──────── EXTRACTED ENTRIES
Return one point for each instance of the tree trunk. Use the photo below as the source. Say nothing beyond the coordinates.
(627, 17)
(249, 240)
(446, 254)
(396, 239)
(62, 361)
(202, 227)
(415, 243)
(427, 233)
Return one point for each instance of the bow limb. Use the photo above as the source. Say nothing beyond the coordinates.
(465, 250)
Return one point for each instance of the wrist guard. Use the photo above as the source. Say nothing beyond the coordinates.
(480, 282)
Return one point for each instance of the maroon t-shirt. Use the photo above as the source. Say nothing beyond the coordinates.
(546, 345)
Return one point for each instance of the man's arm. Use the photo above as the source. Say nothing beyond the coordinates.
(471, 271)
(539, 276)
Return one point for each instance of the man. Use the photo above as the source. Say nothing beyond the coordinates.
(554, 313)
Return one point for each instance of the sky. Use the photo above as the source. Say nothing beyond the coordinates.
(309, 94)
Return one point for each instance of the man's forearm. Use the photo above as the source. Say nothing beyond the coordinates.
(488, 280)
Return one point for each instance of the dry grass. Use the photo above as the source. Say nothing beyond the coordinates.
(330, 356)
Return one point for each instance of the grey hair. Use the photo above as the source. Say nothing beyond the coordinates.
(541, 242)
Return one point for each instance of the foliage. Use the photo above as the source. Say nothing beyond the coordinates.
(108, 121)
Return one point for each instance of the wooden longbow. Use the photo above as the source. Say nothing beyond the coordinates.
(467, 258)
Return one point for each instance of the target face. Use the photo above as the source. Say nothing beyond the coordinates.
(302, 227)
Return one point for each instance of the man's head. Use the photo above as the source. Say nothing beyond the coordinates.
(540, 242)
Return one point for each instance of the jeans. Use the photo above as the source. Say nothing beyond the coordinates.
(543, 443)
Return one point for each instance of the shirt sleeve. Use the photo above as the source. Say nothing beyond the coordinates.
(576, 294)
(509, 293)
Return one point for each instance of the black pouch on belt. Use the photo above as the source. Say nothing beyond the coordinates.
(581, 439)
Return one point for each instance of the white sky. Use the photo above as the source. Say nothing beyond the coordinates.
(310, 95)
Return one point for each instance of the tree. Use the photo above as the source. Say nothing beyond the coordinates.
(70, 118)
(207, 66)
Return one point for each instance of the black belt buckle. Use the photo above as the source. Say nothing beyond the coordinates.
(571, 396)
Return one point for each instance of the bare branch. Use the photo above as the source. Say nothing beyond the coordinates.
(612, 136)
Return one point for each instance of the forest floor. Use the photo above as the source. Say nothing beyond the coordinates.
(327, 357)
────────────────
All of the records should be repeated precisely as written.

Return one point for each instance of the tree trunk. Use the photo below as the source. Say nothing beyond the coordinates.
(627, 17)
(249, 240)
(446, 254)
(396, 239)
(62, 361)
(202, 227)
(415, 243)
(427, 233)
Return one point for each instance of the bow limb. Use the photo above as the source. Say nothing beyond the coordinates.
(465, 250)
Return one point for each instance of the wrist guard. Use the photo above as the source. Say nothing beyond the coordinates.
(480, 282)
Return one point for each instance of the maroon t-shirt. Use the photo above as the source. Say nothing beyond the coordinates.
(546, 345)
Return one point for each instance of the man's arm. Use the photo above as the source. Say nothing beyond the coordinates.
(471, 271)
(539, 276)
Return one point for each instance of the man. Use the photo above as the source. Say nothing beyond the coordinates.
(554, 313)
Return one point for each instance of the sky. Use the photo above as the source. Say nothing beyond the coordinates.
(309, 94)
Return one point for each instance of the man's forearm. Use the photo above as the source. Say nothing beyond the coordinates.
(488, 280)
Return one point for each instance of the dry grass. Use the photo above as the source. Say nothing beyond the coordinates.
(330, 356)
Return one point for each instance of the grey hair. Use the photo above as the source. Say nothing beyond the coordinates.
(541, 242)
Return one point for each instance of the foliage. Use the photo above as the source. Say nothing beyond the coordinates.
(108, 121)
Return one point for each instance of the wooden longbow. Use the photo above as the source. Say nothing beyond the coordinates.
(467, 258)
Return one point for each instance of the target face. Use the photo above as the source. Say nothing beyond the coordinates.
(302, 227)
Return one point for each instance of the man's head. Use the photo above as the source. Say nothing beyond the coordinates.
(540, 242)
Return one point for each instance of the jeans. Use the photo above as the source. Say nothing beyond the coordinates.
(543, 443)
Return one point for each instance of the shirt sleeve. Use the photo above as the source. Say nothing beyond the coordinates.
(576, 294)
(509, 293)
Return one point for each instance of the black pouch on belt. Use the photo above as the source. Say nothing beyond the coordinates.
(581, 439)
Return one point for each instance of the white sky. Use the photo above as the source. Say nothing beyond the coordinates.
(310, 95)
Return one point for each instance of the tree. Use the photo above as the source. Say nothing beyond the coordinates.
(70, 118)
(207, 66)
Return one point for each instance of the black belt buckle. Use the photo above as the source. Say nothing beyond the coordinates.
(571, 396)
Return one point for each instance of the bare branch. Use the photo above as the source. Say nothing beyond the coordinates.
(612, 136)
Return one point for each instance of the forest floor. Use the photo above as the source. Say nothing beyond the coordinates.
(327, 357)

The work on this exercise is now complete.